§ **Textauszug**
● ● ● ● ● ● ●
Über den Verbleib des Vorgängerbaus, der in den Archiven belegt ist, kann der Bauforscher bisher nur spekulieren: Er könnte vollständig für einen Wiederaufbau an anderer Stelle verkauft worden sein - „oder er ist einem Feuer vollständig zum Opfer gefallen.“
Tapeten zeugen von den Wohntrends im Laufe der Zeit
Doch das Baudatum ist nicht die einzige Frage, das die LWL-Experten am Günnemann-Kotten interessiert. Untersucht wird auch, wie das Haus im 19. Jahrhundert umgebaut worden ist. „Das ist für uns wie ein riesiges 3D-Puzzle“, schwärmt Barthold. Jeder Befund sei ein Teilchen des ganzen. „Bis das Puzzle schließlich ein Bild ergibt.“ Ein Fund, das steht jetzt schon fest, ist dabei besonders spannend. Hinter einer Holzwand wurden Tapetenreste entdeckt. Viele Bahnen, die im Laufe der Zeit übereinandergeklebt worden sind. „Das ist wie ein Musterbuch der Jahrhunderte“, so der Bauforscher.
● ● ● ● ● ● ●
§ **Datenzeilen**

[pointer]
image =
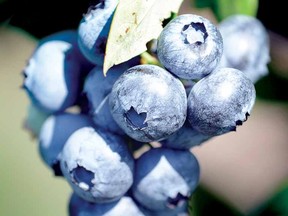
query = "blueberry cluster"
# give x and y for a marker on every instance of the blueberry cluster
(122, 141)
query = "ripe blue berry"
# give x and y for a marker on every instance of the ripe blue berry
(185, 138)
(97, 87)
(54, 133)
(98, 165)
(220, 102)
(125, 206)
(190, 46)
(148, 103)
(246, 45)
(165, 178)
(53, 73)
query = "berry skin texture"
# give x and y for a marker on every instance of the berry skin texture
(246, 45)
(125, 206)
(220, 102)
(93, 30)
(51, 77)
(148, 103)
(164, 178)
(54, 133)
(185, 138)
(190, 46)
(97, 165)
(97, 88)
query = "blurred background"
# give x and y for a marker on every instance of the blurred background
(242, 173)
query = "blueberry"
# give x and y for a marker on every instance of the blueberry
(246, 45)
(190, 46)
(98, 165)
(97, 87)
(125, 206)
(181, 211)
(165, 178)
(93, 30)
(148, 103)
(53, 73)
(185, 138)
(220, 102)
(54, 133)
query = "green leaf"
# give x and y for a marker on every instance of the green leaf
(134, 24)
(225, 8)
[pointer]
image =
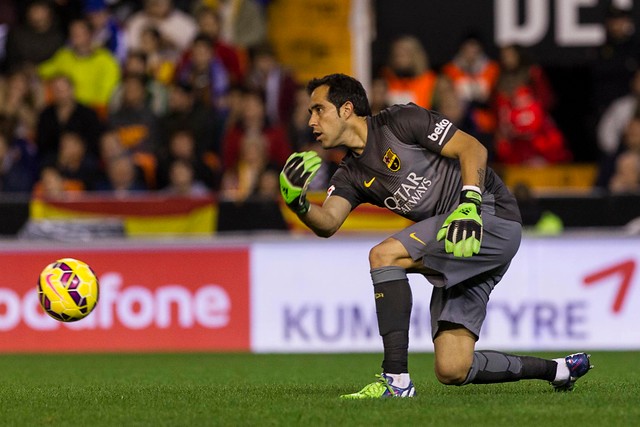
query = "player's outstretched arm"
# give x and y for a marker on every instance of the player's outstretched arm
(325, 220)
(297, 174)
(462, 230)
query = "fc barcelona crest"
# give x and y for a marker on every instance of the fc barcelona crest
(392, 160)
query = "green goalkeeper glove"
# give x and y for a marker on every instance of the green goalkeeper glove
(295, 178)
(463, 228)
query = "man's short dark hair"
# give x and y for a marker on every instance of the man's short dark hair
(343, 88)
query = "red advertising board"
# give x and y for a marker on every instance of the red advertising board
(151, 299)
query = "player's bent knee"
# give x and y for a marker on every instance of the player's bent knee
(380, 256)
(390, 252)
(452, 373)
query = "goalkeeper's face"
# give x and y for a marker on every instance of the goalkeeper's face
(328, 127)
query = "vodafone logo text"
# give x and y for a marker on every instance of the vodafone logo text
(156, 299)
(134, 307)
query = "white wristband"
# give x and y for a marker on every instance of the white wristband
(472, 187)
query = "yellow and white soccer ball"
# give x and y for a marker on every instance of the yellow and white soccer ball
(68, 290)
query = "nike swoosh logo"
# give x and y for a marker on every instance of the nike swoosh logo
(414, 237)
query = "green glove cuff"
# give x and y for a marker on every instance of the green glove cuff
(471, 196)
(295, 177)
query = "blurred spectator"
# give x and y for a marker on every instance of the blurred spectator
(474, 76)
(377, 96)
(176, 27)
(299, 132)
(18, 168)
(534, 218)
(253, 123)
(243, 21)
(626, 176)
(107, 32)
(616, 118)
(21, 100)
(629, 141)
(242, 180)
(206, 74)
(182, 147)
(52, 185)
(156, 93)
(408, 75)
(122, 177)
(74, 162)
(160, 58)
(183, 113)
(110, 147)
(275, 81)
(95, 72)
(35, 40)
(455, 109)
(64, 113)
(268, 189)
(614, 63)
(526, 132)
(209, 24)
(134, 120)
(182, 180)
(67, 11)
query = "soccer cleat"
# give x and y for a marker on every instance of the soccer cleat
(383, 387)
(579, 364)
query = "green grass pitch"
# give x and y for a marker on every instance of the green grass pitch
(291, 390)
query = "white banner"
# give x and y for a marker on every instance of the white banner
(560, 293)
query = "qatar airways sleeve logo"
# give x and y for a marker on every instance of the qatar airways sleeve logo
(440, 131)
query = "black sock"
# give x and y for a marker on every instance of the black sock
(396, 352)
(495, 367)
(393, 308)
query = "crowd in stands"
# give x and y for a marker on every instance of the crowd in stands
(188, 98)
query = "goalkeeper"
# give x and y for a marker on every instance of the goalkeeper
(467, 229)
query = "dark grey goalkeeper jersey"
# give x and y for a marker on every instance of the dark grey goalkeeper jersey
(401, 168)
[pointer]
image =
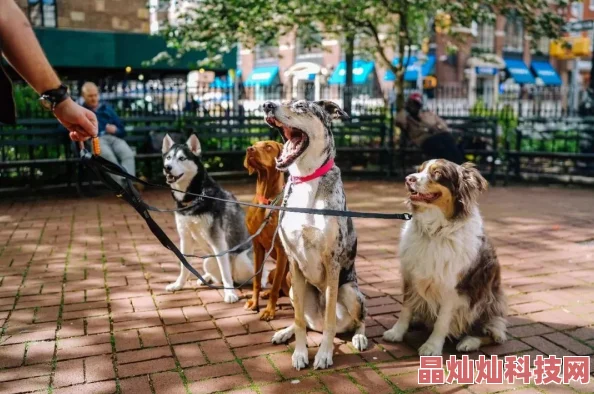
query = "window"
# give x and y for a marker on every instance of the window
(514, 34)
(43, 13)
(485, 38)
(543, 45)
(266, 54)
(309, 53)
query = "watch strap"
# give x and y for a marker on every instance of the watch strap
(55, 96)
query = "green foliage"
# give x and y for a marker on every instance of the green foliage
(380, 26)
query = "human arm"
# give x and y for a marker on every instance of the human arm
(23, 52)
(118, 128)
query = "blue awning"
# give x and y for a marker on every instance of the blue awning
(361, 71)
(547, 73)
(519, 72)
(411, 70)
(262, 76)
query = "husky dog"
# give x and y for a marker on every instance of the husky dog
(213, 226)
(321, 249)
(450, 271)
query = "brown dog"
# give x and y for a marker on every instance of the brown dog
(260, 158)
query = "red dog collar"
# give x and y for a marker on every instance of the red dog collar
(323, 170)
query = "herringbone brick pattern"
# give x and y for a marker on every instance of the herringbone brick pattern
(83, 307)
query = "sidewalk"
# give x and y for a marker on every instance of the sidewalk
(83, 307)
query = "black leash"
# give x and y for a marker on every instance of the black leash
(101, 167)
(101, 164)
(129, 194)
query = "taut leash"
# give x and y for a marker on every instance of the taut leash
(102, 167)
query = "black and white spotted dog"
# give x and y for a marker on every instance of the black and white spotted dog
(321, 249)
(212, 226)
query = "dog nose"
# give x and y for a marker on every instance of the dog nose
(411, 179)
(269, 106)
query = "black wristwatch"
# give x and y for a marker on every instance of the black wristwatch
(53, 97)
● ● ● ● ● ● ●
§ **Aufgabenliste**
[a] Was entdeckten die Fachleute laut dem Textauszug über den Günnemann-Kotten hinter einer Holzwand?
[b] Schreibe den Textauszug über den Günnemann-Kotten im Anschluss an seinen letzten Satz weiter.

§ **Lösungen**
[a] Tapetenreste, nämlich viele Bahnen, die im Laufe der Zeit übereinandergeklebt worden sind.

[b]
Nicht nur mit dem Holzbohrer, auch mit modernster Technik versuchen die Fachleute vom LWL den Geheimnissen des Hauses auf die Spur zu kommen. Mit einem 3D-Laserscanner, der kleinste Vertiefungen aufspürt, vermessen sie derzeit unter anderem die Inschriften auf dem Torbogen und im Grundstein – in der Hoffnung, die verwitterten Buchstaben am Bildschirm sichtbar machen zu können. Vieles hatte der Kotten-Verein bereits entziffert, doch mit dem Scanner konnten bereits einige Zweifel ausgeräumt werden.
Verein sucht nach Hinweisen auf eine Feuerstelle
Ob alle Geheimnisse gelüftet werden können? Der Vereinsvorsitzende Marc Junge hat die Hoffnung jedenfalls noch nicht aufgegeben, dass sich doch noch Beweise für einen Ursprungsbau aus dem 17. Jahrhundert finden lassen. „Wir werden jetzt bei den Arbeiten schauen, ob wir im Boden vielleicht noch Anzeichen finden, etwa eine Feuerstelle.“
Ostseite ist bereits saniert
Der Verein „Günnemann-Kotten“ kämpft nun schon seit mehr als 20 Jahren für den Erhalt des alten Fachwerkwerkhauses. Er setzt sich dafür ein, das Haus nicht nur zu restaurieren, sondern auch zu einem Begegnungszentrum und Heimatmuseum auszubauen.
Viel Geld wurde dafür gesammelt, auch Land und Bund fördern das Projekt. 2019 gelang es den Mitgliedern, das Haus für 209.000 zu ersteigern. Nach der Corona-Zwangspause konnten die Arbeiten endlich beginnen. Jeden Samstag treffen sich die Aktiven, um im Haus zu arbeiten. Auch Fachleute sind am Werk. Zimmerleute haben das Ständerwerk an der Ostseite des Kottens bereits saniert.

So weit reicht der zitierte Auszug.